WRITTEN EXERCISE
Copy out, word for word, the lines from the start of the items through the line containing "168), (262, 188)]]", including both ends.

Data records
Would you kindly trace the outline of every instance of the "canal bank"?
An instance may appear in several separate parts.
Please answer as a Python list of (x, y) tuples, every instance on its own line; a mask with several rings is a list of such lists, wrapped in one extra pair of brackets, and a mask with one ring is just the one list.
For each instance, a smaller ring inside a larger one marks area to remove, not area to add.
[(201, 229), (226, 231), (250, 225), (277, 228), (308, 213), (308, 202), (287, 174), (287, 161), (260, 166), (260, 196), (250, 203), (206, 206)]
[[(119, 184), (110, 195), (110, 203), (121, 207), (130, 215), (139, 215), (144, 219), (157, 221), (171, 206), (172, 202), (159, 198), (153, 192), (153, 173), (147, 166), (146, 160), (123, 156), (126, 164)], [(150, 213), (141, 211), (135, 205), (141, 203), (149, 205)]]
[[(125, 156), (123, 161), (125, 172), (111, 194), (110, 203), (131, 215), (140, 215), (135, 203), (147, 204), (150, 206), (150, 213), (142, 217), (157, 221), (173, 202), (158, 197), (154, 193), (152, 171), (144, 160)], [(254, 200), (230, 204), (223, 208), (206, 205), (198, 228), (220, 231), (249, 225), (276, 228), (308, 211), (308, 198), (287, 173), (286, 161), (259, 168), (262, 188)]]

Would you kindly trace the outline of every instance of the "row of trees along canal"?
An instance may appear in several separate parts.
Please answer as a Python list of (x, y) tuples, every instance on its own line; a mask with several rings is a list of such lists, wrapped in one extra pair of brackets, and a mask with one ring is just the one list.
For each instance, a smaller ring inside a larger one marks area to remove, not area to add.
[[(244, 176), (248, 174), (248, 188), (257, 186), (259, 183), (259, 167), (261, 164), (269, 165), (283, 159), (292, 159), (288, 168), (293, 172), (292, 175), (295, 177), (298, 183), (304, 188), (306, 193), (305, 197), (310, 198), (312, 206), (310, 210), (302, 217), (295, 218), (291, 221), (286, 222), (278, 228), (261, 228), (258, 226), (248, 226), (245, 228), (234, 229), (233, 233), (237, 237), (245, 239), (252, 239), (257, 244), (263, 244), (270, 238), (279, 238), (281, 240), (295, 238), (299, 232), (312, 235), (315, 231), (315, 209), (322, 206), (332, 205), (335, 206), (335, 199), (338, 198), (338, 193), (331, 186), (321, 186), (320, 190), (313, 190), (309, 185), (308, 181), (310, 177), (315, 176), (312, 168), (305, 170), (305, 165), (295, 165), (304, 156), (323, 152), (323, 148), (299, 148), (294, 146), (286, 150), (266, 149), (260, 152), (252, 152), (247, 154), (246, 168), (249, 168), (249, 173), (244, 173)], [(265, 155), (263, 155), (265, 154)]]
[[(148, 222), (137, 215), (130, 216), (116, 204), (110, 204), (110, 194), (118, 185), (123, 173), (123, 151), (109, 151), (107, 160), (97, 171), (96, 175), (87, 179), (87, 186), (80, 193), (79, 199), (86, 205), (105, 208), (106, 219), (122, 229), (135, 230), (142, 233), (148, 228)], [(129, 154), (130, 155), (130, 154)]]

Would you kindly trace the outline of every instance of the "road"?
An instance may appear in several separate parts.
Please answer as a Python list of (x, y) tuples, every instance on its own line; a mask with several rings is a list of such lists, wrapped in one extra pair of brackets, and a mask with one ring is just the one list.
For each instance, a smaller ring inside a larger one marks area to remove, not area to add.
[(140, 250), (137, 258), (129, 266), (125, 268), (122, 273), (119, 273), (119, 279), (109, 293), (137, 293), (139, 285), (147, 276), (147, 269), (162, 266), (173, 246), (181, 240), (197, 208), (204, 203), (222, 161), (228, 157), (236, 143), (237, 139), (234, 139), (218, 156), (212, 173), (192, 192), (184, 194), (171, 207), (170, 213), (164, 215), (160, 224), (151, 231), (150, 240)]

SOLUTION BELOW
Would you kindly trace the outline of every instance of the "canal bank"?
An instance may appear in several separate parts.
Please answer as a Python list of (x, y) tuples, every instance on its own line; a mask with several rings is a list of such lists, wrapped in one extra pair of brackets, and a mask with one ring is just the one list.
For each instance, a smaller ring inside a larger one marks area to remove, not area to add.
[(201, 229), (226, 231), (250, 225), (277, 228), (308, 213), (308, 202), (287, 174), (287, 161), (260, 166), (260, 196), (250, 203), (206, 206)]
[[(119, 184), (110, 195), (110, 203), (121, 207), (130, 215), (139, 215), (144, 219), (157, 221), (171, 206), (172, 202), (159, 198), (153, 192), (153, 173), (147, 166), (146, 160), (123, 156), (126, 164)], [(150, 213), (141, 211), (135, 205), (141, 203), (149, 205)]]
[[(125, 156), (123, 161), (125, 172), (111, 194), (110, 203), (131, 215), (140, 215), (135, 203), (147, 204), (150, 206), (150, 213), (142, 217), (157, 221), (173, 202), (158, 197), (154, 193), (152, 171), (144, 160)], [(254, 200), (230, 204), (223, 208), (206, 205), (198, 228), (220, 231), (249, 225), (276, 228), (308, 211), (308, 198), (287, 173), (286, 161), (259, 168), (262, 188)]]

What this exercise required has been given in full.